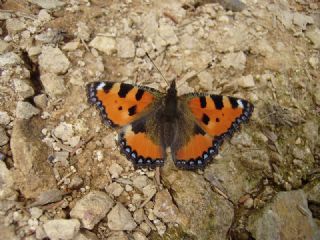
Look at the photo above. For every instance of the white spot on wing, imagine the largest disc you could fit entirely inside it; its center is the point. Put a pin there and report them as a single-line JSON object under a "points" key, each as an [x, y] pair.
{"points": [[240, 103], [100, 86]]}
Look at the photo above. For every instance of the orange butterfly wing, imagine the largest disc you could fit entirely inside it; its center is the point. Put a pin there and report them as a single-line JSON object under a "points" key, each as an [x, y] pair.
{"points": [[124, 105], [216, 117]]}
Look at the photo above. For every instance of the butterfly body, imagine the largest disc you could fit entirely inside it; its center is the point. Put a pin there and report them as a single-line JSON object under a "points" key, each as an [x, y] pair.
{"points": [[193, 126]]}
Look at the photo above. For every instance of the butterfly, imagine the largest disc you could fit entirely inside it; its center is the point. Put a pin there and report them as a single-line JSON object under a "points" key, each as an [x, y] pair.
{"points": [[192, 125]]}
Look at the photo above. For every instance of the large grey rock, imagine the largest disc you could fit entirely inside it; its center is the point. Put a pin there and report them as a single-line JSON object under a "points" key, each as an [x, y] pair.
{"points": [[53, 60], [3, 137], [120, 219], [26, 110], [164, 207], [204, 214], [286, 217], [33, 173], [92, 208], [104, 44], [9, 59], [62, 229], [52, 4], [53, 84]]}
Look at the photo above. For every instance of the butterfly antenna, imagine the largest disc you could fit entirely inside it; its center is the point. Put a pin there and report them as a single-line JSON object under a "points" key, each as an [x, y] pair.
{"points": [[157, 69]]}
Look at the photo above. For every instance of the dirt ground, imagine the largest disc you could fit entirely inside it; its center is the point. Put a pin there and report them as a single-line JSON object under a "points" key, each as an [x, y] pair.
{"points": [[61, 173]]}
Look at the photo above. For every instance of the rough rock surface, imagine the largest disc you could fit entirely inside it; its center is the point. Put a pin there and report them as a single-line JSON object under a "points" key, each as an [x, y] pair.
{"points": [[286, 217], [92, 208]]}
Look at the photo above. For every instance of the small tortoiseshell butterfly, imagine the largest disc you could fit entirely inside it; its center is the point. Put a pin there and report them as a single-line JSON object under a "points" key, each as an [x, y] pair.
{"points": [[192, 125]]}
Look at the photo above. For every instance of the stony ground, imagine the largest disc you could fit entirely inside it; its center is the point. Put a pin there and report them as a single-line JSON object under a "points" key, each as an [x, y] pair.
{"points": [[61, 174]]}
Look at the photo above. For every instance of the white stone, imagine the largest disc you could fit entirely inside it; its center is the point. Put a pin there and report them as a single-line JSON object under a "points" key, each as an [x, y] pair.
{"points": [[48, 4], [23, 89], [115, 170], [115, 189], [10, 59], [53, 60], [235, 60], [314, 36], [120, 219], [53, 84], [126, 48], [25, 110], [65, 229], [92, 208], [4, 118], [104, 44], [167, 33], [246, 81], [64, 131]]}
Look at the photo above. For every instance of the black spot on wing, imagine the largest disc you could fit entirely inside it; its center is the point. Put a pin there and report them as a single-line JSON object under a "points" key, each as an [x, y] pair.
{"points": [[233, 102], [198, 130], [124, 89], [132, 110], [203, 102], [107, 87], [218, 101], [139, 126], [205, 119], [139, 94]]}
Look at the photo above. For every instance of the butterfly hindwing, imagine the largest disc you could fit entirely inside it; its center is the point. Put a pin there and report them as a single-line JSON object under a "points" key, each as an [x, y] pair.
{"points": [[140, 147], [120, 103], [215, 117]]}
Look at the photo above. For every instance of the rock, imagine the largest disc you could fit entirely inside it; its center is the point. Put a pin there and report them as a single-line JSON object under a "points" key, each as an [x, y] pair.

____________________

Objectif —
Présentez toutes les lignes des données ci-dessus sous forme de liste numérotée, sans les lignes vides et sans reprendre les images.

Solution —
1. Look at the photo above. For every instance of the white spot on wing, imagine the largest disc you could fit entirely inside it; its center is the point. Put a pin there and report them as a single-line JSON object under a "points" key, each as an [x, y] pair.
2. {"points": [[240, 103], [100, 86]]}
3. Look at the photo above. For every instance of the orange butterfly wing, imagine the largest disc you could fit entirely inside it; its center is the point. Put a pin there and report them as a single-line JSON object under a "points" key, each as an [x, y] pair.
4. {"points": [[124, 105], [216, 117]]}
5. Look at the photo above. For every instance of the butterfly body, imagine the largest disc you could fit entirely inside it; its center is the point. Put a pin there and report them as a single-line JSON object under a "points" key, each as an [x, y] pair.
6. {"points": [[193, 126]]}
7. Look at the photo above. For every instance of the butterfly, imagine the largest disc you could fit entirely inside it; its center is the point. Put a pin there and report them as a single-line JSON object under a "points" key, each as an [x, y] pair.
8. {"points": [[192, 125]]}
9. Look at the photo above. For every instance of the large grey rock, imagine the largest disc you could fit entirely inside it; its center is the point. Put a pin there and report them as a single-line JSON object under a "points" key, each as an [x, y] pair.
10. {"points": [[53, 60], [3, 137], [120, 219], [26, 110], [164, 207], [204, 214], [286, 217], [33, 173], [92, 208], [104, 44], [9, 59], [62, 229], [52, 4], [53, 84]]}
11. Look at the photo above. For every instance of the butterfly antenna, imagine the largest disc you could fit entirely inside it; its center is the point. Put a pin there and report them as a single-line JSON object under a "points" key, each as an [x, y] pair.
12. {"points": [[157, 69]]}
13. Look at the photo above. For every instance of the dirt ground, imagine the largest disc you could fit entirely inside it; its center is the point. Put a pin there and report them as a single-line JSON object under a "points" key, each as an [x, y] pair.
14. {"points": [[61, 173]]}
15. Look at the photo above. For every instance of the rough rock surface, imagine the largest disc you could fit entirely inside it; its center is the point. Put a pin there and report them as a single-line JSON object under a "points" key, each as an [x, y] pair.
16. {"points": [[286, 217], [92, 208]]}
17. Look at the photo above. For every instance of the small tortoiseshell butterfly, imagine the largest disc you could fit entirely inside it; its center is the point. Put a pin there and report them as a single-line JSON object under a "points" key, each as an [x, y] pair.
18. {"points": [[192, 125]]}
19. Look at the photo above. For every instance of the stony ground, imagine the largest disc you could fit entirely inside it; its center is the point. Put a pin there and report them as a single-line JSON object under a "points" key, each as an [x, y] pair.
20. {"points": [[61, 174]]}
21. Look at the photo above. For every instance of the white stone, imagine the largest disc you could fit entirely inside it; its center is the point. Put a pin there and report them as a single-line JSON object under a "points" key, each as an [x, y] pair.
22. {"points": [[48, 4], [23, 89], [115, 170], [115, 189], [10, 59], [53, 60], [235, 60], [314, 36], [120, 219], [53, 84], [126, 48], [25, 110], [65, 229], [92, 208], [4, 118], [104, 44], [167, 33], [246, 81], [64, 131]]}
23. Look at the photo above. For every instance of the black spot on wing, imagine the largest disc you could fit entirely inside it; its center is the point. Put a pin there and report them as a single-line JSON object under a "points" key, each as an [x, y] pair.
24. {"points": [[233, 102], [198, 130], [124, 89], [132, 110], [203, 102], [107, 87], [218, 101], [139, 126], [205, 119], [139, 94]]}
25. Look at the photo above. For every instance of the butterfly hindwing, imagine the largest disc you could fit entirely inside it; its center is the point. Put a pin there and report them as a single-line JSON object under a "points" key, each as an [x, y] pair.
26. {"points": [[140, 147], [120, 103], [215, 117]]}
27. Look at the photo above. For every instance of the rock, imagine the largest disc you could fit entirely inside it; its center is the point. Put a pin there and report them as a single-line JSON object under a "points" key, each as an [x, y] pair.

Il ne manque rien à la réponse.